╔══
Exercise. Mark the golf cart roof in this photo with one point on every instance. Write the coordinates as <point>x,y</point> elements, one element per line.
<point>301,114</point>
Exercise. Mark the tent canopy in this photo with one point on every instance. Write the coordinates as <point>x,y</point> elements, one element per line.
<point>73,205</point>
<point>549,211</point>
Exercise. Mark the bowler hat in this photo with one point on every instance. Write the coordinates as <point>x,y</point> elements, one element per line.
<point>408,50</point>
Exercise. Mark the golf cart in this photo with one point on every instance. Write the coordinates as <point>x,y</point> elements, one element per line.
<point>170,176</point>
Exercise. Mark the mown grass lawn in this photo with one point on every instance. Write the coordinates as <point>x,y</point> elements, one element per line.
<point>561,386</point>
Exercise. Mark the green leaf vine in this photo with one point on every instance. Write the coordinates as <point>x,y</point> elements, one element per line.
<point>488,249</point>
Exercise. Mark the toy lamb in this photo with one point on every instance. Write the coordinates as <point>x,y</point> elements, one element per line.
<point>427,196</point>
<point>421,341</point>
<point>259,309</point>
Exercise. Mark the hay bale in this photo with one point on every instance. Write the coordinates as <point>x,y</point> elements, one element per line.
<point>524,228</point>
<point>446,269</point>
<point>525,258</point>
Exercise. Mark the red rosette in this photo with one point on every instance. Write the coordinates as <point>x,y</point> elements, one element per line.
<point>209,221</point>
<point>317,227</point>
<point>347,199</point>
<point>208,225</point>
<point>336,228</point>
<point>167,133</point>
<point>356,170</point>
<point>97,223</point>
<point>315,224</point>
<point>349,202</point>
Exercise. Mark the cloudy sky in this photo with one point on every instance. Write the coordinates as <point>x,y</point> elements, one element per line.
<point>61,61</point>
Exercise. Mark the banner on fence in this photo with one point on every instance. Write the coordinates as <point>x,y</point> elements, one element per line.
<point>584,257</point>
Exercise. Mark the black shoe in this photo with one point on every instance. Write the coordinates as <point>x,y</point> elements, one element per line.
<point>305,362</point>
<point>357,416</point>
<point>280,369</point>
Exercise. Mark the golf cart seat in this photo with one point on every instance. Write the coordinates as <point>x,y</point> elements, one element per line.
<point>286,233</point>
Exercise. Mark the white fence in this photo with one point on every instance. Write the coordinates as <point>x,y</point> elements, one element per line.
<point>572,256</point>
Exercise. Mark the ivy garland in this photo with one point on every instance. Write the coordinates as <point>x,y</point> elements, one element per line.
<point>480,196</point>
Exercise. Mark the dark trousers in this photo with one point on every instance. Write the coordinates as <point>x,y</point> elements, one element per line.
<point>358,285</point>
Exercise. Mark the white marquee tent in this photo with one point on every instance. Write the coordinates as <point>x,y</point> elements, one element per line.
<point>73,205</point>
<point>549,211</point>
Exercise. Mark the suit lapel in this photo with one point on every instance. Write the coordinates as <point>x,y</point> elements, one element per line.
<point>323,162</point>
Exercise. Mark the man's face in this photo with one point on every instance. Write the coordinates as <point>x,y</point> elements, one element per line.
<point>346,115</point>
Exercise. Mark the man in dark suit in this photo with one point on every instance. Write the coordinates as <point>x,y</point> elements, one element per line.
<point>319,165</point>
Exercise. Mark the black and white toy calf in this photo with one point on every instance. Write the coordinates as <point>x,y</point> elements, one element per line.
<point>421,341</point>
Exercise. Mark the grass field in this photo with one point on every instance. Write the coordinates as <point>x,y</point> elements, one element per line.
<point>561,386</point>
╚══
Go through the listing above and restate it word for word.

Exercise. Mark the golf cart roof in this photo with one point on every instance. Write the coordinates as <point>x,y</point> elements, one element per line.
<point>301,114</point>
Exercise. Mark the tent canopy in this photo with one point on every instance. Write the coordinates as <point>x,y</point> elements, one element per line.
<point>73,205</point>
<point>549,211</point>
Exercise. Mark the bowler hat in this photo with one point on every instance. Write the coordinates as <point>x,y</point> elements, one element per line.
<point>408,50</point>
Exercise. Mark the golf cart in this photo with one point on every instance. Write the coordinates as <point>x,y</point> elements, one element per line.
<point>170,176</point>
Exercise. Mark the mown grass lawn in this photo with one point on every instance. Write the coordinates as <point>x,y</point> elements, one element per line.
<point>561,386</point>
Exercise. Mark the green leaf vine in this photo with one point on every instance. Write the coordinates as <point>x,y</point> elements, one element per line.
<point>488,249</point>
Exercise. Mark the toy lamb in this photo with one point on every instance. Write the coordinates as <point>x,y</point> elements, one element per line.
<point>427,196</point>
<point>421,341</point>
<point>259,309</point>
Exercise. Mark the hay bale in this photo with one point on every instance. Write the coordinates as <point>x,y</point> elements, one element per line.
<point>524,228</point>
<point>446,269</point>
<point>525,258</point>
Exercise. Mark the red rosette in this photo with one point on every instance. Write the coordinates as <point>x,y</point> elements, one element per line.
<point>209,221</point>
<point>317,227</point>
<point>347,199</point>
<point>208,225</point>
<point>336,228</point>
<point>167,133</point>
<point>356,170</point>
<point>97,223</point>
<point>315,224</point>
<point>349,202</point>
Exercise. Mark the cloudy sky in this photo with one point on every instance. Write the coordinates as <point>x,y</point> elements, one element per line.
<point>61,61</point>
Exercise. Mark the banner on fence in this photo with one point on every instance. Write the coordinates as <point>x,y</point> elements, one element per line.
<point>584,257</point>
Exercise. Mark the black shoe in this photo with one point on every instance. Write the coordinates as <point>x,y</point> elements, one element per line.
<point>305,362</point>
<point>357,416</point>
<point>280,369</point>
Exercise. Mark the golf cart seat in this photo with one point on every instance. Write the coordinates as <point>x,y</point> elements, one element per line.
<point>286,233</point>
Exercise. Mark the white fence in this photo with one point on every instance. Write the coordinates as <point>x,y</point> elements, one element per line.
<point>572,256</point>
Exercise. Mark the ivy garland in this photo with one point on every instance. Write the coordinates as <point>x,y</point> elements, one element per line.
<point>480,196</point>
Exercise. Mark the dark trousers in this photo with one point on every instance. Write the coordinates as <point>x,y</point> elements, one element per line.
<point>358,285</point>
Exercise. Mark the white marquee tent in this photo with one point on every instance. Write the coordinates as <point>x,y</point> elements, one element per line.
<point>73,205</point>
<point>549,211</point>
Exercise. Mark the suit lapel in this photo with one point on every instance. Write the coordinates as <point>x,y</point> elements, one element per line.
<point>323,162</point>
Exercise. Mark the man's face in this photo with one point on every instance. Write the coordinates as <point>x,y</point> elements, one element per line.
<point>346,115</point>
Exercise. Mark the man in dark suit in this photo with one point on every instance. Write the coordinates as <point>x,y</point> elements, one element per line.
<point>319,165</point>
Exercise. Mark the black and white toy calf in this photo with one point on every instance. Write the coordinates as <point>x,y</point> elements, one element per line.
<point>421,341</point>
Exercise. Mark the grass field in this photo with one point on every instance. Write the coordinates as <point>x,y</point> elements, one element per line.
<point>561,386</point>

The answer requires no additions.